Extracted text below:

Braman attended Shadle Park High School, where he initially ran track before deciding to join the football team.

Braman was known for his large size and athletic build. While still in high school he was already 230 lbs and 6 ft 5 in. During his later professional career he was 241 lbs and the same height. Size and athleticism ran in his family, with his maternal grandfather Ivan Cecil Braman having weighed 365 lbs and stood 7 ft 4 in. His mother had been a sprinting star while in high school.

==College career==
Braman accepted an offer to play football at the University of Idaho, but quickly failed out. He would later recall that he had suffered depression while at Idaho. He stayed in the state of Idaho for some time, working as a concrete layer for a railroad tie company, earning slightly more than minimum wage. At this time he was homeless, spending some of his nights sleeping beside his pet dog on park benches.

Braman attended Long Beach City College (a two year community college) and played with its football team the following year.

Due to Braman having taken a year off from NCAA football after departing Idaho State, and limitations on his eligibility to play, Braman only received offers from Division II programs. He accepted an offer from West Texas A&M over offers from Central Washington and Midwestern State. Braman played strongly during his senior career, during which the team won the 2009 Lone Star Conference South Championship. Braman only played five games of his senior season, as he was suspended after being charged for psilocybin that had been found by police in a house to which he was connected. While Braman has said that he was living elsewhere at the time, his name was listed on the rental agreement, and he pleaded guilty in June 2011, being sentenced to one year of deferred adjudication and payment of a $2,000 fine. However, thirty days after sentencing, the prosecutor terminated his probation and dismissed his case.

==Professional career==

Braman went undrafted in the 2011 NFL draft, but entered the NFL the following season with the Houston Texans, being signed as a rookie free agent.

Pre-draft measurables
| Height | Weight | 20-yard shuttle | Vertical jump | Broad jump | Bench press |
| 6 ft 4+7⁄8 in (1.95 m) | 241 lb (109 kg) | 4.36 s | 39.5 in (1.00 m) | 10 ft 8 in (3.25 m) | 21 reps |
All values from Pro Day

===Houston Texans===
Braman became a fan favorite on the Texans' special teams unit during the 2011 season. In the season finale against the Tennessee Titans, he tackled punt returner Marc Mariani head-to-head without a helmet on. In 2012, Braman was a Pro Bowl alternate.

End of Extracted text.

Set of tasks:
- a) In the Braman passage, which school did Braman choose over offers from Central Washington and Midwestern State?
- b) Extract the Braman passage from "Braman was known" to "on park benches.".
The rows after the Braman passage are not needed for any of this.

Entries shown below:

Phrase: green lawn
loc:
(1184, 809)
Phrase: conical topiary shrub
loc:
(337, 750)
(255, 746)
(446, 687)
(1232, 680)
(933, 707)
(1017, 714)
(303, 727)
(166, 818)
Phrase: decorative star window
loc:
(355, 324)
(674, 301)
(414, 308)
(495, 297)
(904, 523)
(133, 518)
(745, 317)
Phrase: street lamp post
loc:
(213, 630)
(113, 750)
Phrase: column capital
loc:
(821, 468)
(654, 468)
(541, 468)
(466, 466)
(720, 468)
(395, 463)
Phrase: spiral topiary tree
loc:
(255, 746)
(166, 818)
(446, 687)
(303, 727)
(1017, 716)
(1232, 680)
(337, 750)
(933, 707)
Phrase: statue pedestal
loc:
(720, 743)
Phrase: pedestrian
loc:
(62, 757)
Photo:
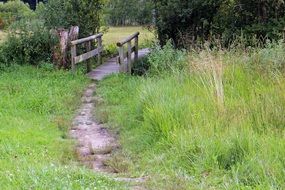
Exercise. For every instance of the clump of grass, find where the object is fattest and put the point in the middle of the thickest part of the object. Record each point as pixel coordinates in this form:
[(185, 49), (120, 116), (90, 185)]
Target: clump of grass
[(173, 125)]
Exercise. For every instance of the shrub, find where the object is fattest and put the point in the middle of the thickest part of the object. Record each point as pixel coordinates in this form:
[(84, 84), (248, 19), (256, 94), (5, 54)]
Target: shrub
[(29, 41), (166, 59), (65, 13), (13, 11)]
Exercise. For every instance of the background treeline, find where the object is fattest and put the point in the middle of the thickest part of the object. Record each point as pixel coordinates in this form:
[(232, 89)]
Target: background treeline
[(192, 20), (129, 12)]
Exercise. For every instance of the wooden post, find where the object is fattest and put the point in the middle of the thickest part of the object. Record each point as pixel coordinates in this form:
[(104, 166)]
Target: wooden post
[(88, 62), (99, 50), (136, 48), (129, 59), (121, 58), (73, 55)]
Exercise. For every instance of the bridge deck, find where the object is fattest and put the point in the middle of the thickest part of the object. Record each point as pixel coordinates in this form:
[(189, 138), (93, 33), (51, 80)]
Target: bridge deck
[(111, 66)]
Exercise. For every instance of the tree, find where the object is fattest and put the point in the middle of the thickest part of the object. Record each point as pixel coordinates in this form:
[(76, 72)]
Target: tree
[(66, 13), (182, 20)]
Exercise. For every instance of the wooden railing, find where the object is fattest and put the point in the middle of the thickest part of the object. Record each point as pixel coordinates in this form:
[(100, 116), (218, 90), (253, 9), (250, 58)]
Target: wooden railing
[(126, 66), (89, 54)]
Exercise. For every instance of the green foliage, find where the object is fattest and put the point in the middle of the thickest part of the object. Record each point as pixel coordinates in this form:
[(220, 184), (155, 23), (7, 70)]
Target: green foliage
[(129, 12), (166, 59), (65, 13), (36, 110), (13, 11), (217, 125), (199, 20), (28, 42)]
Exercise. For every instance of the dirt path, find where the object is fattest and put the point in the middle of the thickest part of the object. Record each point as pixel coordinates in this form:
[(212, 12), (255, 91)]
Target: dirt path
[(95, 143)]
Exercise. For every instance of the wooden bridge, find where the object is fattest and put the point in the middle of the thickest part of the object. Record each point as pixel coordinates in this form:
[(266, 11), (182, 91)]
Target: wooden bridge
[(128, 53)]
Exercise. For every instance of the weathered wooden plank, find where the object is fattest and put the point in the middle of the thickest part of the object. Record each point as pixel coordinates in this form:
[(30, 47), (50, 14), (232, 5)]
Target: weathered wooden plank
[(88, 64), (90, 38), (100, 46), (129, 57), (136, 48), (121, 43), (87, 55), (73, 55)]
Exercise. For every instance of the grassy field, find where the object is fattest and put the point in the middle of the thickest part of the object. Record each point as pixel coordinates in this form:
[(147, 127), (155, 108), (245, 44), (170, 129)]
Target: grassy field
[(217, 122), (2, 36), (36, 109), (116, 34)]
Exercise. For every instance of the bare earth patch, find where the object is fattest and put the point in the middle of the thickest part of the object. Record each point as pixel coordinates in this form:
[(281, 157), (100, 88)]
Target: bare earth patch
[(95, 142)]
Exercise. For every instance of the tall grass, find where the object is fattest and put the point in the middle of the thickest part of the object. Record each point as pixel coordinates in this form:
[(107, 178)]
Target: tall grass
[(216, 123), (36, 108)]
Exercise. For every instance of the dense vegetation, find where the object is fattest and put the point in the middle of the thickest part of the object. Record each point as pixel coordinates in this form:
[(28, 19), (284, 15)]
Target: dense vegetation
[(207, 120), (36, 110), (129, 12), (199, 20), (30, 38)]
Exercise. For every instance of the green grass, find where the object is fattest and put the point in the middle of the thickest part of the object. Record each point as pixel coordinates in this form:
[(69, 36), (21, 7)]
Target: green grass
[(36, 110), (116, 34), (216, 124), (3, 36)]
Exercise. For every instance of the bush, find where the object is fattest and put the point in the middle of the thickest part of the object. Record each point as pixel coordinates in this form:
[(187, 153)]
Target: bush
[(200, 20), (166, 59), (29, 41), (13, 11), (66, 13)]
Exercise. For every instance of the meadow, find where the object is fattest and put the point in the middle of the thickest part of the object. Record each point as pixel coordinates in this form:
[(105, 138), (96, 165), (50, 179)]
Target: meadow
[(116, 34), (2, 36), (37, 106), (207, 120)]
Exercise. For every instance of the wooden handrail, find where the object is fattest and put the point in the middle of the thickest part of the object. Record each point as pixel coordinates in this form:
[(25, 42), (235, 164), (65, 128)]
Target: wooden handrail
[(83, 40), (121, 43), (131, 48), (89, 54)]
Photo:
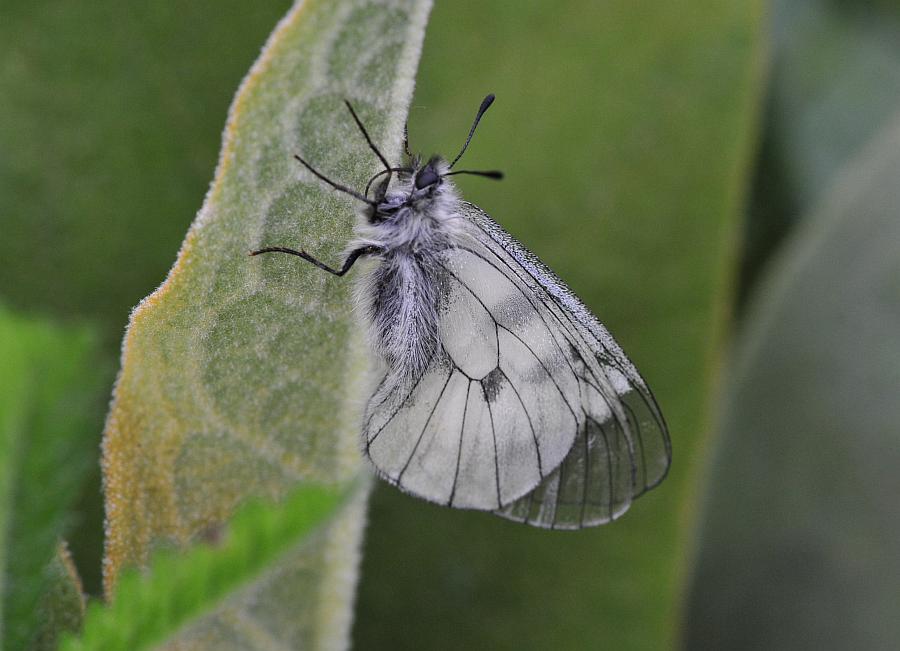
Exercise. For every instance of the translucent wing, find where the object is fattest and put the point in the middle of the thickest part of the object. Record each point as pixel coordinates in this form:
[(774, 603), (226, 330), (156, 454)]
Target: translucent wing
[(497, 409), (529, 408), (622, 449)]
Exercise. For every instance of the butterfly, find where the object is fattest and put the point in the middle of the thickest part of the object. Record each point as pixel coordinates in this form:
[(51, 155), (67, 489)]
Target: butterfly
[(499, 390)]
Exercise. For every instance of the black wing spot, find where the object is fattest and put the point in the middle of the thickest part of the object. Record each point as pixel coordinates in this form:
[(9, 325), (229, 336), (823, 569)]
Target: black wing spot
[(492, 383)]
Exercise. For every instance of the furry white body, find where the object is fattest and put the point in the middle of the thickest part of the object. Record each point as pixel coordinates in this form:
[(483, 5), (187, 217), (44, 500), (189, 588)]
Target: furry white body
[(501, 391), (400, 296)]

End of Entries shown.
Entries shown below:

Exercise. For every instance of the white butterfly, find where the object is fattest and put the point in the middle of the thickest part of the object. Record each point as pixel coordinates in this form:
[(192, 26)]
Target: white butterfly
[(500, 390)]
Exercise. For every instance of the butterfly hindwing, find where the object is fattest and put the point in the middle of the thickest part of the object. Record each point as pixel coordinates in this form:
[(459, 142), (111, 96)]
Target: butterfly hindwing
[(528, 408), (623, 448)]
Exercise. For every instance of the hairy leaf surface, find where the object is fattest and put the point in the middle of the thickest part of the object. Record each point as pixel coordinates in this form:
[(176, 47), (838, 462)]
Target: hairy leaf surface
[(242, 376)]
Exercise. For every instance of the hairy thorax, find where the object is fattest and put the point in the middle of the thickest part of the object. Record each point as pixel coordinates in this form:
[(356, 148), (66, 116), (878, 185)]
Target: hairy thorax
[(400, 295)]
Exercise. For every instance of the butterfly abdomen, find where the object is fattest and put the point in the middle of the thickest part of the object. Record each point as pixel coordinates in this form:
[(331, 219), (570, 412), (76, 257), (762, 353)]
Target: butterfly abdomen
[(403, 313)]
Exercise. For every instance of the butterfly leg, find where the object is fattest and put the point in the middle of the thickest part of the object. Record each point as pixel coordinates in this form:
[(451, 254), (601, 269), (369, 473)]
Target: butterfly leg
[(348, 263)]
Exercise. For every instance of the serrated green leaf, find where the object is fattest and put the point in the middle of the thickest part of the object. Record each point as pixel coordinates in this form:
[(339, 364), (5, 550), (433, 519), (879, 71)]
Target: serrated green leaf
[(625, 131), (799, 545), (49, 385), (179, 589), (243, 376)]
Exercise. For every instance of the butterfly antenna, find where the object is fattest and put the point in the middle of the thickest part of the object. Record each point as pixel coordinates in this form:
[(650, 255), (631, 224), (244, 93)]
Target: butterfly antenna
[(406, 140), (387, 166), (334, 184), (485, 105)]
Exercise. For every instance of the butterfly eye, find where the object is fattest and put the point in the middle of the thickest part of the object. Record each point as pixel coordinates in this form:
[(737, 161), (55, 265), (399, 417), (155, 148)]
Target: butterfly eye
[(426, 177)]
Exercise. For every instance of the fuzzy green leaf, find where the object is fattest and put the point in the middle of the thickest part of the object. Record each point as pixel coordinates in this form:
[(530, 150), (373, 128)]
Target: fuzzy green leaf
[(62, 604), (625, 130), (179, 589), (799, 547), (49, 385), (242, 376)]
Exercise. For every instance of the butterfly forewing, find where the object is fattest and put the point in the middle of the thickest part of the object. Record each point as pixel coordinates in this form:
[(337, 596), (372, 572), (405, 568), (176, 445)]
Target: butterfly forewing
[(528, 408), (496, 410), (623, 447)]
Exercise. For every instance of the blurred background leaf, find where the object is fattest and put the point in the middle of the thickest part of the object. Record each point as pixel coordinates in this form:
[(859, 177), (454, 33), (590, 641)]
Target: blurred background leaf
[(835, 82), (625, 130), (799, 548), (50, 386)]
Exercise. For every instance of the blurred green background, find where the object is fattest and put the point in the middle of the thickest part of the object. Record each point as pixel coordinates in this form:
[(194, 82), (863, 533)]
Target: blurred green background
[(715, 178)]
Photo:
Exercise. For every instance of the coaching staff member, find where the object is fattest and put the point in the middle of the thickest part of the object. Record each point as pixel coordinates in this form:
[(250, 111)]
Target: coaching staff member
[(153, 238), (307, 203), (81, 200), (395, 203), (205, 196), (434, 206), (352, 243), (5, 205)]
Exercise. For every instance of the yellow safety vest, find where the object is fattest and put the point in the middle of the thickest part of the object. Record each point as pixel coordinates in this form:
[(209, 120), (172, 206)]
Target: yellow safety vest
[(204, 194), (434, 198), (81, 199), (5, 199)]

End of Entries shown.

Answers by item number:
- a) West Texas A&M

- b)
Braman was known for his large size and athletic build. While still in high school he was already 230 lbs and 6 ft 5 in. During his later professional career he was 241 lbs and the same height. Size and athleticism ran in his family, with his maternal grandfather Ivan Cecil Braman having weighed 365 lbs and stood 7 ft 4 in. His mother had been a sprinting star while in high school.

==College career==
Braman accepted an offer to play football at the University of Idaho, but quickly failed out. He would later recall that he had suffered depression while at Idaho. He stayed in the state of Idaho for some time, working as a concrete layer for a railroad tie company, earning slightly more than minimum wage. At this time he was homeless, spending some of his nights sleeping beside his pet dog on park benches.